__THE TASK__
Print what the records say exactly, and omit the pictures.
(Beginning of DATA SHOWN)
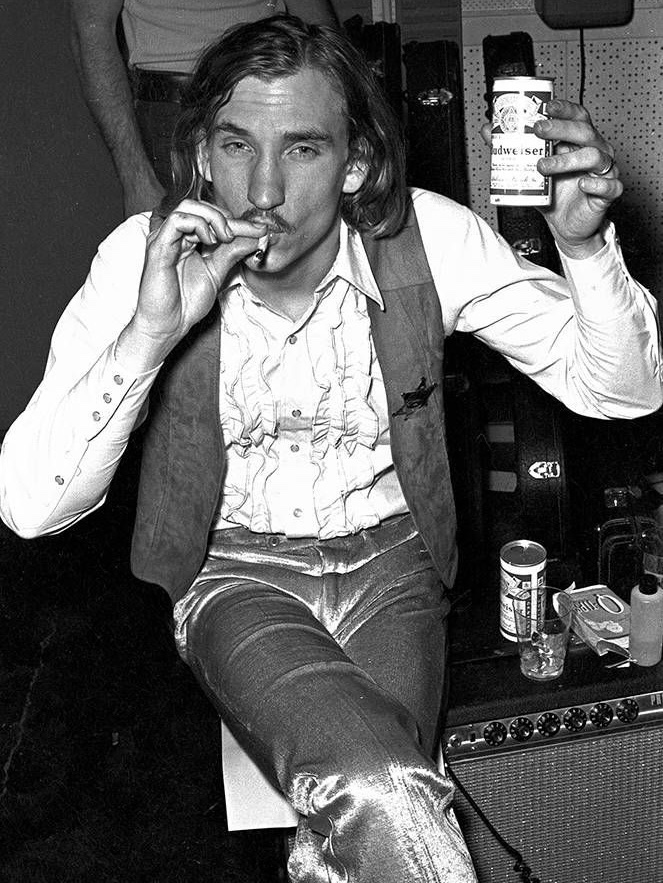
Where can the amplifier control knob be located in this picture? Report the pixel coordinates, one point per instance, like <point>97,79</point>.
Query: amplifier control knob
<point>494,733</point>
<point>575,719</point>
<point>521,729</point>
<point>548,724</point>
<point>627,710</point>
<point>601,715</point>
(End of DATA SHOWN)
__WRITTEN SOLUTION__
Where can the amplifier control knob be located in this picture? Report the pixel coordinates, one point per instance, like <point>97,79</point>.
Query: amplifier control knob
<point>494,733</point>
<point>575,719</point>
<point>521,729</point>
<point>548,724</point>
<point>627,710</point>
<point>601,715</point>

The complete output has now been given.